• _Written request_
Reproduce the SSE5 discussion thread word for word between "A floating-point matrix" and "enough, but now...", inclusive.

• _Supplied passage_
>> Start
AMD Unveils SSE5 Instruction Set

mestlick writes "Today AMD unveiled its 128-Bit SSE5 Instruction Set. The big news is that it includes 3 operand instructions such as floating point and integer fused multiply add and permute. AMD posted a press release and a PDF describing the new instructions."

Re:...or are they just toys?

[theGreater]

It ROUNDSS! It ROUNDSS us! It FRCZSS! Nasty AMD added to it.

It's a couple links deep...

[SanityInAnarchy]

Read this interview with Dr Dobbs:

A floating-point matrix multiply using the new SSE5 extensions is 30 percent faster than a similar algorithm

I believe this helps gaming and other simulations.

Discrete Cosine Transformations (DCT), which are a basic building block for encoders, get a 20 percent performance improvement

And then we have the "holy shit" moment:

For example, the Advanced Encryption Standard (AES) algorithm gets a factor of 5 performance improvement by using the new SSE5 extension

If I get one of these CPUs, I'll almost certainly be encrypting my hard drives. It was already fast enough, but now...
>> End
• _Dataset content_
>> Start
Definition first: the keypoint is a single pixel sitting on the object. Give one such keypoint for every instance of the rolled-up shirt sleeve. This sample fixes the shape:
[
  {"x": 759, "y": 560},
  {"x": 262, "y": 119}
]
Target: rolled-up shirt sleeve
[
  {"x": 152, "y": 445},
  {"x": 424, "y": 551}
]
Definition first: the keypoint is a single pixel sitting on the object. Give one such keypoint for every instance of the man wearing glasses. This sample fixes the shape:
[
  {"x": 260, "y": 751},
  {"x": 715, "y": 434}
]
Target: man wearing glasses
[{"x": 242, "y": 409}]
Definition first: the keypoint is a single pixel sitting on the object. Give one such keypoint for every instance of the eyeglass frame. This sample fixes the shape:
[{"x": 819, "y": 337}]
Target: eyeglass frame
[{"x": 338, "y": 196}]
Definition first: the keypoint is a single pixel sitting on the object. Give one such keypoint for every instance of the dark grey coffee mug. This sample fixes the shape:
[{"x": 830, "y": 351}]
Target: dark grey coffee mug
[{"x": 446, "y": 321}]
>> End
• _Finished task_
A floating-point matrix multiply using the new SSE5 extensions is 30 percent faster than a similar algorithm

I believe this helps gaming and other simulations.

Discrete Cosine Transformations (DCT), which are a basic building block for encoders, get a 20 percent performance improvement

And then we have the "holy shit" moment:

For example, the Advanced Encryption Standard (AES) algorithm gets a factor of 5 performance improvement by using the new SSE5 extension

If I get one of these CPUs, I'll almost certainly be encrypting my hard drives. It was already fast enough, but now...